Dataset excerpts on object pointing:
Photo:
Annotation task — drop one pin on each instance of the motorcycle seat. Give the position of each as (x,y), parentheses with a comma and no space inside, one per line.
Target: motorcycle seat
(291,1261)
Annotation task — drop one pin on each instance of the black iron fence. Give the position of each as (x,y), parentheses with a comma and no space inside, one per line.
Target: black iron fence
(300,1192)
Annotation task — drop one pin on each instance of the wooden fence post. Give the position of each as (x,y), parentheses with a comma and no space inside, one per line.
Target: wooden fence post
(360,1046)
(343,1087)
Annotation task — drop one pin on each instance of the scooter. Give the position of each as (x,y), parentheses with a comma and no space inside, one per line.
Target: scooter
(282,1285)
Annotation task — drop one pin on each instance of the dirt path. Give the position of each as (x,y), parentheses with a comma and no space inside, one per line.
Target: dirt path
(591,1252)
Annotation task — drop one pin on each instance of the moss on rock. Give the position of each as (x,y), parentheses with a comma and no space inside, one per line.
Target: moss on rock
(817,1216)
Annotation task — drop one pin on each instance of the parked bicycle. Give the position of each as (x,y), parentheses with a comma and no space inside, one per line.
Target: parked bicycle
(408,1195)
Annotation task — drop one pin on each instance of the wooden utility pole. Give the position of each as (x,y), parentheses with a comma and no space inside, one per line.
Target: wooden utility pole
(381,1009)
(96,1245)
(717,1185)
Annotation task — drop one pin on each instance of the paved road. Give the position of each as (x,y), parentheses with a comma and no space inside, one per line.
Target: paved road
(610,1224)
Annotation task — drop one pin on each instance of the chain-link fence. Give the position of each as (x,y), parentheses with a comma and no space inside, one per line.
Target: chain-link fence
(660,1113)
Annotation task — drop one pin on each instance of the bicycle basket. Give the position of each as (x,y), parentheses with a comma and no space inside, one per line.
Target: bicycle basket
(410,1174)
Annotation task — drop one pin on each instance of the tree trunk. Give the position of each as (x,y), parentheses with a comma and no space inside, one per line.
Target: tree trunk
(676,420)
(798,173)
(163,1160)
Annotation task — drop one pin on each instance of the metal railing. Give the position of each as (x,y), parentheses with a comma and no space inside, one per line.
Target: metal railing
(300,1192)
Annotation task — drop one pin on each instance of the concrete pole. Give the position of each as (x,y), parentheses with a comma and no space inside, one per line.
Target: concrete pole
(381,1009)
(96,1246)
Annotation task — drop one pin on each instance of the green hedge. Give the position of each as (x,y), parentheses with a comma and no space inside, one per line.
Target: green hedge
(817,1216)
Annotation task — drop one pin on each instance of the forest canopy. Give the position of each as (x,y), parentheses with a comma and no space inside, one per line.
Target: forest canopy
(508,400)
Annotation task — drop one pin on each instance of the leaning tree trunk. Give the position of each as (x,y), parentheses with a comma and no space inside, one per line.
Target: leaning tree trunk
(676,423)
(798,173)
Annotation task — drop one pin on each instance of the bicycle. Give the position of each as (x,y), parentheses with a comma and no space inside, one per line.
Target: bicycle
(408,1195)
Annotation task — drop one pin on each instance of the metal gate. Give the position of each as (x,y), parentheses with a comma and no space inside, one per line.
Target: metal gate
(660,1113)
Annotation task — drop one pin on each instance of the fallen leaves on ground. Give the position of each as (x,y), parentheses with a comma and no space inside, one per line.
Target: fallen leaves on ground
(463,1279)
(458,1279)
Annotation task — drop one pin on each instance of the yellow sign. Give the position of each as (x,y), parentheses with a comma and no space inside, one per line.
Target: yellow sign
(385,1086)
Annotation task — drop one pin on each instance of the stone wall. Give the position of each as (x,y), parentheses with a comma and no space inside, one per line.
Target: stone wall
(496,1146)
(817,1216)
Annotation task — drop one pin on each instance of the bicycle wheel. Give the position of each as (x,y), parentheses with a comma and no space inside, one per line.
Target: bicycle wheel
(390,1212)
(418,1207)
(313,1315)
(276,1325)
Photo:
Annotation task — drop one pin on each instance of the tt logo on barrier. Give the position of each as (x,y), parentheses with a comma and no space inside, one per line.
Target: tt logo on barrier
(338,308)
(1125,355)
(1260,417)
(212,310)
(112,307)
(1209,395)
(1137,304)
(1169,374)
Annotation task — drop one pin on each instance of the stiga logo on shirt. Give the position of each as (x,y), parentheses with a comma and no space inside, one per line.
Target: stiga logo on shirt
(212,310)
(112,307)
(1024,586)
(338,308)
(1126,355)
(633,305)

The exercise:
Please lay out every line of all the items above as a JSON list of strings, one string per line, with blank lines left out.

Result of this task:
[
  "Photo:",
  "Annotation task — drop one pin on each instance of the motorcycle seat. Give the position of each as (x,y), parentheses with a comma and no space inside, one per line.",
  "Target: motorcycle seat",
  "(291,1261)",
  "Annotation task — drop one pin on each instance of the black iron fence. Give the position of each as (x,y), parentheses with a comma and no space inside, one per line.",
  "Target: black iron fence",
  "(300,1192)",
  "Annotation task — drop one pin on each instance of the wooden fence post. Give the position of each as (x,y), parentheses with a comma and no space inside, one per line.",
  "Target: wooden fence post",
  "(360,1046)",
  "(343,1087)",
  "Annotation task — drop one pin on each instance of the scooter. Give the position of each as (x,y), parentheses with a comma and no space inside, one per line.",
  "Target: scooter",
  "(282,1285)",
  "Annotation task — drop one pin on each instance of the dirt path. Give the position of each as (x,y), parentheses with a comma and no space inside, one per line.",
  "Target: dirt path",
  "(591,1252)",
  "Annotation task — drop one pin on each instance of the moss on rock. Give the position of each as (x,y), parentheses with a comma and no space inside, one per line.",
  "Target: moss on rock",
  "(817,1216)",
  "Annotation task — drop one pin on each instance of the parked bicycle. Give the position of each as (x,y), parentheses with a comma and no space inside, one per line.",
  "Target: parked bicycle",
  "(408,1195)",
  "Annotation task — drop one pin on each instance of the wooden utility pole. Give the position of each as (x,y), parentheses with a comma and no space inside, one per line.",
  "Target: wooden utility pole",
  "(381,1009)",
  "(96,1245)",
  "(717,1185)",
  "Annotation task — drop one pin on each instance of the paved road. Give the position of each as (x,y), parentheses with a comma and no space inside, one per line.",
  "Target: paved road",
  "(610,1224)",
  "Annotation task — drop one pin on each instance of the chain-link fence. Give the position of each as (x,y), parentheses with a comma and no space inside, one per line.",
  "Target: chain-link fence",
  "(660,1113)",
  "Annotation task — drop one pin on each instance of the bicycle basket. Give the position of each as (x,y), parentheses with a comma and no space inside, one per line.",
  "Target: bicycle basket",
  "(410,1174)",
  "Annotation task — drop one pin on each instance of the tree trunk. Give the position of each as (x,y), parentheses with a comma and no space inside, one per line.",
  "Target: tree trunk",
  "(676,420)",
  "(798,173)",
  "(163,1160)",
  "Annotation task — drop one pin on each instance of the metal railing. Give the position of each as (x,y), parentheses with a comma and no space inside, one per line.",
  "Target: metal railing",
  "(300,1192)",
  "Annotation task — drop one pin on each instance of the concrete pole. Give the position of each as (x,y), parentheses with a comma and no space inside, one per line.",
  "Target: concrete pole",
  "(381,1009)",
  "(96,1246)",
  "Annotation task — drop one pin on each instance of the green hedge. Give the position of each as (x,y), parentheses with a comma and no space inside, one per line.",
  "Target: green hedge",
  "(817,1216)",
  "Annotation task — drop one pin on each instance of the forest canopy. Give the position of each as (x,y), parentheses with a comma and no space inside, one per line.",
  "Target: forest canopy",
  "(508,400)",
  "Annotation task — drop one pin on each instance of the leaning tree trunk. Give the position of each as (x,y), parentheses with a comma and no space inside, one per line.",
  "Target: leaning tree trunk",
  "(676,423)",
  "(798,173)",
  "Annotation task — drop one pin on each instance of the bicycle. Give the position of each as (x,y), parentheses with a comma and no space inside, one per line.",
  "Target: bicycle",
  "(408,1195)",
  "Annotation task — drop one pin on each instance of the metal gate. Give the position of each as (x,y), parentheses with a comma and no space inside, one per line.",
  "Target: metal gate",
  "(660,1113)",
  "Annotation task — drop one pin on each instance of the fallen leaves on ground. Give the position of each as (x,y), parentheses with a comma and no space inside, one per line.",
  "Target: fallen leaves on ground",
  "(463,1279)",
  "(458,1279)",
  "Annotation task — drop one pin on each instance of the yellow sign. Give the position of each as (x,y), parentheses with a comma and no space inside, one per line.",
  "Target: yellow sign",
  "(385,1086)",
  "Annotation task — drop one pin on each instance of the stone wall. Give the position of each as (x,y), parentheses with a comma and no space inside, one per line.",
  "Target: stone wall",
  "(496,1146)",
  "(817,1216)",
  "Annotation task — drop one pin on each instance of the bicycle wheel. Give the position of each as (x,y), parentheses with a comma and no space inside, one per line.",
  "Target: bicycle wheel",
  "(390,1212)",
  "(418,1207)",
  "(313,1315)",
  "(276,1325)",
  "Photo:",
  "Annotation task — drop one pin on each instance of the tt logo on barrier. Give the position of each as (x,y), parentheses with a comma and no space inside, one per line.",
  "Target: tt logo on barrier",
  "(338,308)",
  "(1125,355)",
  "(1260,417)",
  "(212,310)",
  "(112,307)",
  "(1209,395)",
  "(1137,304)",
  "(1169,374)",
  "Annotation task — drop one pin on each instance of the stiga logo on shirt. Give the position of each as (x,y), parentheses with a comma and no space inside, one per line.",
  "Target: stiga logo on shirt",
  "(212,310)",
  "(112,307)",
  "(1024,586)",
  "(338,308)",
  "(1126,355)",
  "(633,305)"
]